[Stored dataset items]
· · · · ·

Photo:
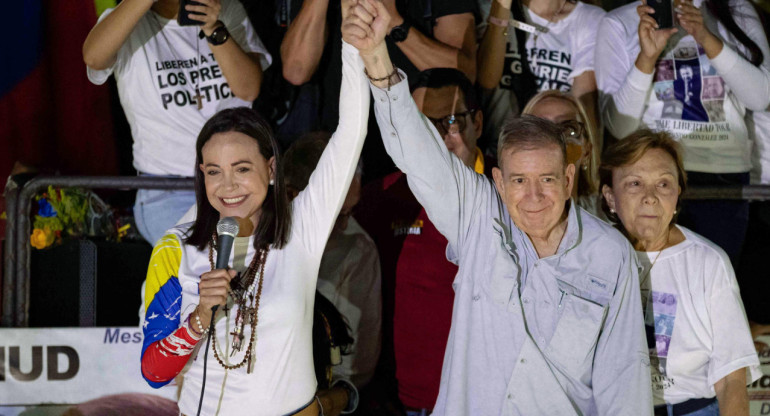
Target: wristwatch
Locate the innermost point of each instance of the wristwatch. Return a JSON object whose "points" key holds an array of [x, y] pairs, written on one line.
{"points": [[400, 32], [218, 36]]}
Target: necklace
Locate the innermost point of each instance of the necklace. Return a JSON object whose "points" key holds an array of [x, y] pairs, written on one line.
{"points": [[197, 95], [646, 276], [550, 21], [243, 294]]}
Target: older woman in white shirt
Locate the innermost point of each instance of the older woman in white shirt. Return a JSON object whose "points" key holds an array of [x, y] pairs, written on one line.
{"points": [[701, 352]]}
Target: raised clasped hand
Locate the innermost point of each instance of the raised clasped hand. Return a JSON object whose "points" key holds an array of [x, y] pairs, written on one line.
{"points": [[365, 24], [209, 14]]}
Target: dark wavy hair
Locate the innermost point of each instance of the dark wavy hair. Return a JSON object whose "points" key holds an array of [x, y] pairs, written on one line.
{"points": [[275, 219]]}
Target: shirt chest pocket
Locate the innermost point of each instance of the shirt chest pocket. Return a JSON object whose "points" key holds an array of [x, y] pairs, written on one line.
{"points": [[574, 339]]}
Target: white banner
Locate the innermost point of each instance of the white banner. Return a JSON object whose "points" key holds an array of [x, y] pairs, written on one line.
{"points": [[71, 365]]}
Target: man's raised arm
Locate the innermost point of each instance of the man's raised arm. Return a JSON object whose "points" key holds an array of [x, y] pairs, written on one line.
{"points": [[444, 186]]}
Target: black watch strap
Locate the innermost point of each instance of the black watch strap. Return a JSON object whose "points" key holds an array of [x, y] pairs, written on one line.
{"points": [[400, 32]]}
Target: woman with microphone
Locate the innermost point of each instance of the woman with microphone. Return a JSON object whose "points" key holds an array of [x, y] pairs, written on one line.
{"points": [[261, 357]]}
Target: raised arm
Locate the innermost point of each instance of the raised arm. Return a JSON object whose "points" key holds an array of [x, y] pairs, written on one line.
{"points": [[750, 83], [453, 44], [621, 373], [242, 70], [303, 45], [317, 206], [492, 48], [445, 187], [103, 42], [625, 80]]}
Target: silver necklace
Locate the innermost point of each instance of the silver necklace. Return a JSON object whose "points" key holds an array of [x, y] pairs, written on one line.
{"points": [[646, 276], [198, 97], [550, 21]]}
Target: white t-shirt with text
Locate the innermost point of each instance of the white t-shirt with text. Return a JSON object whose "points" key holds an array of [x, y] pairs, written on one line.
{"points": [[702, 102], [697, 330], [159, 70], [555, 58]]}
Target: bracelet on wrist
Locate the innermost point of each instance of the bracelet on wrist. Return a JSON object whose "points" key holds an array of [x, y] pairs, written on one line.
{"points": [[203, 330], [393, 78], [497, 21]]}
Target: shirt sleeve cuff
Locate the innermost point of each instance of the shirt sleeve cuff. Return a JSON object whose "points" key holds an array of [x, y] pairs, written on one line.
{"points": [[381, 94], [352, 395], [726, 60], [750, 362]]}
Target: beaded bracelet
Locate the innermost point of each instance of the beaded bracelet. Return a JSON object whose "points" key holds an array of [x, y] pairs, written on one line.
{"points": [[190, 331]]}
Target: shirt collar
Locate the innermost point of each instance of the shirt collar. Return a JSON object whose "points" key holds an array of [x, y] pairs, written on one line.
{"points": [[574, 232], [479, 165]]}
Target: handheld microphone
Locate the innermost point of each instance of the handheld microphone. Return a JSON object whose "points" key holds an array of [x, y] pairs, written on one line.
{"points": [[227, 229]]}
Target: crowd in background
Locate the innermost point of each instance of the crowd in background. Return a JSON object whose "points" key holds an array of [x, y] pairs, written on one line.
{"points": [[385, 286]]}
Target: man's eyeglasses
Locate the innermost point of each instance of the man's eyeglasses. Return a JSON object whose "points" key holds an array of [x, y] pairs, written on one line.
{"points": [[453, 123], [572, 130]]}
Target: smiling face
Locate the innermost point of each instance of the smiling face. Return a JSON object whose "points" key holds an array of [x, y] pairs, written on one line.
{"points": [[535, 185], [236, 175], [644, 196]]}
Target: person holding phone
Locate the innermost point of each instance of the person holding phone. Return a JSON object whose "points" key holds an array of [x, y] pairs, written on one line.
{"points": [[695, 81], [558, 37], [171, 79]]}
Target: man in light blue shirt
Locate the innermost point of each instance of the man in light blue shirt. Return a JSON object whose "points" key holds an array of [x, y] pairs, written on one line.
{"points": [[547, 318]]}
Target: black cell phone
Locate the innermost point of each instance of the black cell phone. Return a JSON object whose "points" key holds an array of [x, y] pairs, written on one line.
{"points": [[183, 17], [664, 13]]}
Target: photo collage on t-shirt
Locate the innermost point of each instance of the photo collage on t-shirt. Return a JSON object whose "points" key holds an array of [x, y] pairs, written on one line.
{"points": [[659, 317], [689, 86]]}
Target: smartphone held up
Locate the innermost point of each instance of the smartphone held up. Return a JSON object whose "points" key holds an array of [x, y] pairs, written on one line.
{"points": [[183, 17], [664, 12]]}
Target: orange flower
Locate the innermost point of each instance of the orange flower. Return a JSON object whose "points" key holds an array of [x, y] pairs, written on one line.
{"points": [[41, 239]]}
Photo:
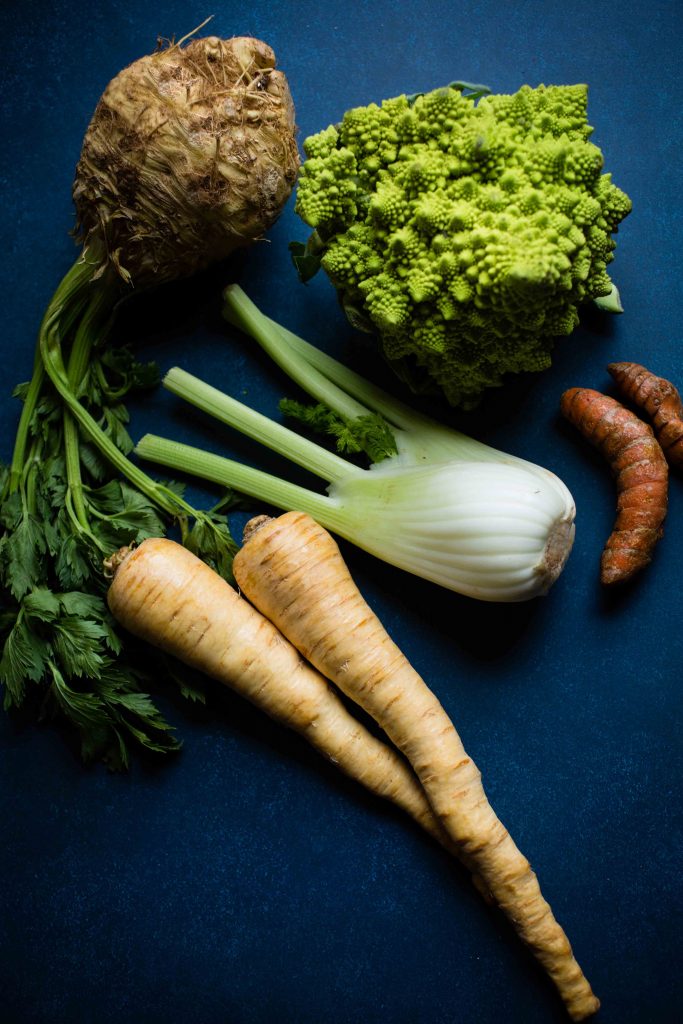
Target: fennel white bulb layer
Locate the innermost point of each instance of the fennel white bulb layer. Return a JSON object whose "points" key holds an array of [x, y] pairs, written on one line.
{"points": [[489, 530]]}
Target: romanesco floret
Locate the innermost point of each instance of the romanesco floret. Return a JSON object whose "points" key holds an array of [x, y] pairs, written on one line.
{"points": [[466, 233]]}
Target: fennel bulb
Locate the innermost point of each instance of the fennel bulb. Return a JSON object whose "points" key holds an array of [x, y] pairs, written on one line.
{"points": [[444, 507]]}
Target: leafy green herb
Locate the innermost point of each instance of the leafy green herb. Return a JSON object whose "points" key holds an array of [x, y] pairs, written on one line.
{"points": [[370, 433], [69, 500]]}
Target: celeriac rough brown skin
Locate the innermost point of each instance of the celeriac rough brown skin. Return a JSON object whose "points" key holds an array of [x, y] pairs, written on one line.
{"points": [[292, 570], [190, 154], [659, 399], [641, 475], [167, 596]]}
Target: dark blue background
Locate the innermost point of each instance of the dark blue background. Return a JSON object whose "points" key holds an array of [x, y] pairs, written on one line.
{"points": [[243, 882]]}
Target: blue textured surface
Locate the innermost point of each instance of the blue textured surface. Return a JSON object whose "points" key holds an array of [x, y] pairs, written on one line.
{"points": [[243, 882]]}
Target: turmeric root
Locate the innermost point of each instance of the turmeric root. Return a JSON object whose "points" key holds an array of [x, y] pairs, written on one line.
{"points": [[659, 399], [292, 570], [641, 474], [166, 595]]}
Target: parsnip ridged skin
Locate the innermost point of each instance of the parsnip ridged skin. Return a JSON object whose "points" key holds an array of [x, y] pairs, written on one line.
{"points": [[165, 595], [190, 154], [293, 571]]}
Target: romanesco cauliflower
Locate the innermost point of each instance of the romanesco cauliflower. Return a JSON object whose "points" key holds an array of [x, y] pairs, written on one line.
{"points": [[465, 233]]}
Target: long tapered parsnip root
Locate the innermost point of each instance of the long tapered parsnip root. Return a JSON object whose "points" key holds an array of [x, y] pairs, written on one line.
{"points": [[640, 472], [164, 594], [293, 571], [659, 399]]}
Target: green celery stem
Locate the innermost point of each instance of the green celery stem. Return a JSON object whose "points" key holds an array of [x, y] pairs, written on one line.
{"points": [[79, 359], [227, 473], [325, 464], [50, 352], [65, 305], [242, 312]]}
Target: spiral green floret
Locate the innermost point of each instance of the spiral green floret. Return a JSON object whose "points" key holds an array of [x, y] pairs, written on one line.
{"points": [[465, 232]]}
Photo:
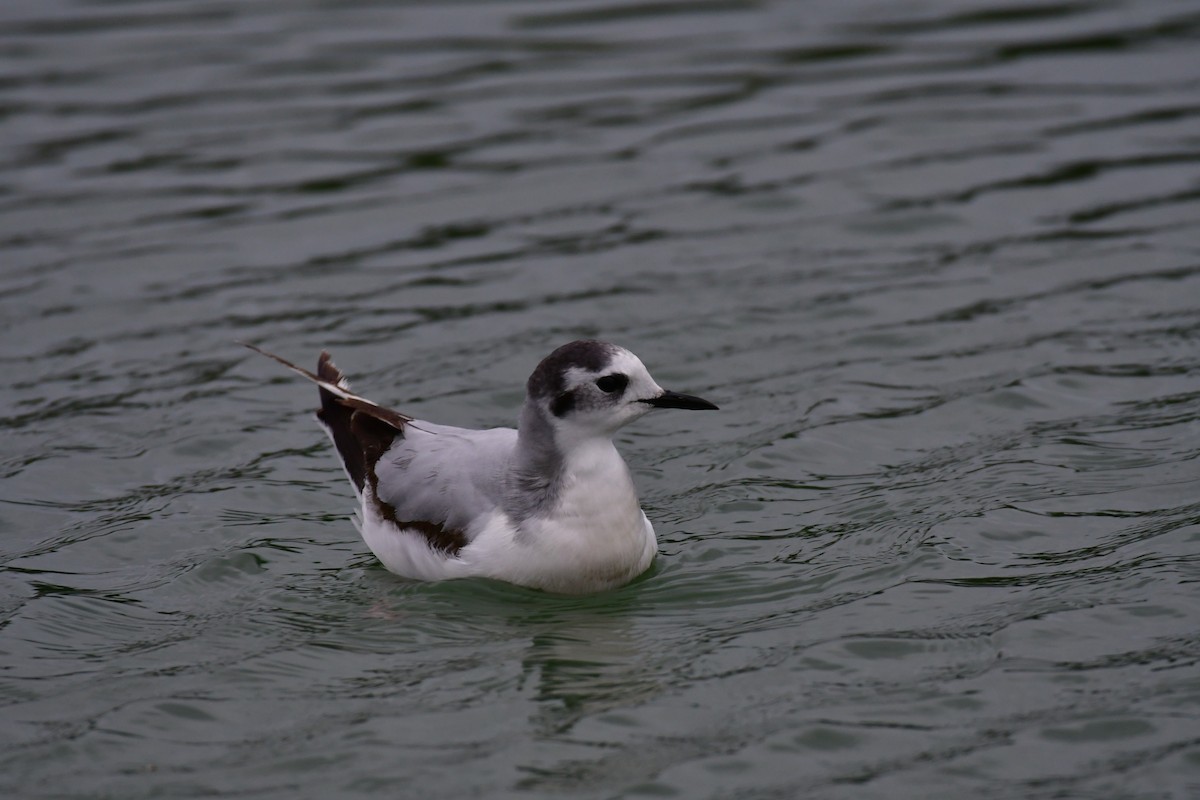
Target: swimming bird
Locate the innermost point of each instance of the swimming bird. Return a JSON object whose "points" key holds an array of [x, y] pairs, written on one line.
{"points": [[549, 505]]}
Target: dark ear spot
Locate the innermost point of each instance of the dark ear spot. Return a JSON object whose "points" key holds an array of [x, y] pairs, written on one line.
{"points": [[613, 384], [563, 403]]}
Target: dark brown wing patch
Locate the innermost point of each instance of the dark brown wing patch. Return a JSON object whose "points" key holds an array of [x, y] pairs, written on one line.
{"points": [[376, 438], [363, 432]]}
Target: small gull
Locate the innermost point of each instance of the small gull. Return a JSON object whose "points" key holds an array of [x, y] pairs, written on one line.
{"points": [[549, 505]]}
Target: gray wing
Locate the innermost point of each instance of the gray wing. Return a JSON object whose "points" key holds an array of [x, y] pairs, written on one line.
{"points": [[431, 479], [443, 475]]}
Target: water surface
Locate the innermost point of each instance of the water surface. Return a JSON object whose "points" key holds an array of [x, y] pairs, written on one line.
{"points": [[937, 262]]}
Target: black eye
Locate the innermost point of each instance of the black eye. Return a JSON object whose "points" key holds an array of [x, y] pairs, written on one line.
{"points": [[612, 384]]}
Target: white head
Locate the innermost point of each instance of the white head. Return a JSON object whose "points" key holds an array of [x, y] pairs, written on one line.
{"points": [[591, 388]]}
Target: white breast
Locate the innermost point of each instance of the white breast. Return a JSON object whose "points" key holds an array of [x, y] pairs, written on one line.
{"points": [[595, 537]]}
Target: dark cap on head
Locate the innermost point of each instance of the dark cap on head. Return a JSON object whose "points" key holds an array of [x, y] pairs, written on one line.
{"points": [[587, 354]]}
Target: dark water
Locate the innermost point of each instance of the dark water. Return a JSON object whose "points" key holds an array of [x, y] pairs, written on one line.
{"points": [[937, 262]]}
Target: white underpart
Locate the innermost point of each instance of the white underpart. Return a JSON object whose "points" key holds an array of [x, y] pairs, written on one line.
{"points": [[597, 536], [593, 537]]}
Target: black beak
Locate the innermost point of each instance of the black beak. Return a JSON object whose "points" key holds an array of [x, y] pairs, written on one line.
{"points": [[675, 400]]}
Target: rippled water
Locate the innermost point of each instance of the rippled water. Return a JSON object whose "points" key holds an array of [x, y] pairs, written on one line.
{"points": [[937, 262]]}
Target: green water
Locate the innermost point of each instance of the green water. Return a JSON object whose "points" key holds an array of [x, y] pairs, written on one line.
{"points": [[937, 263]]}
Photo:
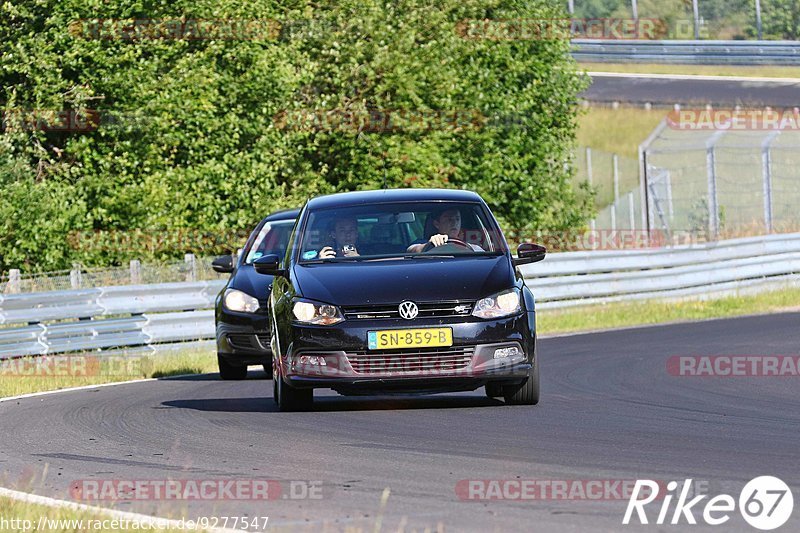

· · · · ·

> _WHAT IS ASKED_: Rewrite the part of the records that opens with the line containing "Target: white breast" and runs through the end of the records as a numbered list, one line per item, with blank lines and pictures left out.

> _TASK RESPONSE_:
1. Target: white breast
2. Locate the innermost point of each instance of the white breast. Return a JSON object whose "points" key holds an array of [x, y] pairs, written on one line.
3. {"points": [[595, 537]]}
4. Target: dark cap on head
5. Locate the innermost point of each instance of the dark cap on head. Return a JSON object whose "points" key holds an array of [x, y] pairs, written on one line.
6. {"points": [[587, 354]]}
7. Target: dark water
8. Locate the innermost point of each instance of the dark water. Return a JSON object whose "points" key holds an array of [x, y] pairs, written on one line.
9. {"points": [[937, 262]]}
10. Target: white underpart
11. Locate the innermost point of each instance of the white underpart. Return a JSON object whose "points" key holds an array of [x, y] pairs, written on one line.
12. {"points": [[597, 536], [593, 537]]}
13. Target: black beak
14. Locate the innermost point of each instance of the black beak. Return a JSON object whose "points" key holds an array of [x, y] pairs, written on one line.
15. {"points": [[675, 400]]}
16. Target: rippled water
17. Locate the innermost point of each instance of the rippled water. Return a JSON object whose "points" key holds an array of [x, y] pairs, written on one line.
18. {"points": [[937, 262]]}
19. Target: green water
20. Locate the innermost point of each instance of the green water. Return a JSON object whose "points" key holds an array of [x, y] pairs, written on one line.
21. {"points": [[937, 263]]}
22. Photo:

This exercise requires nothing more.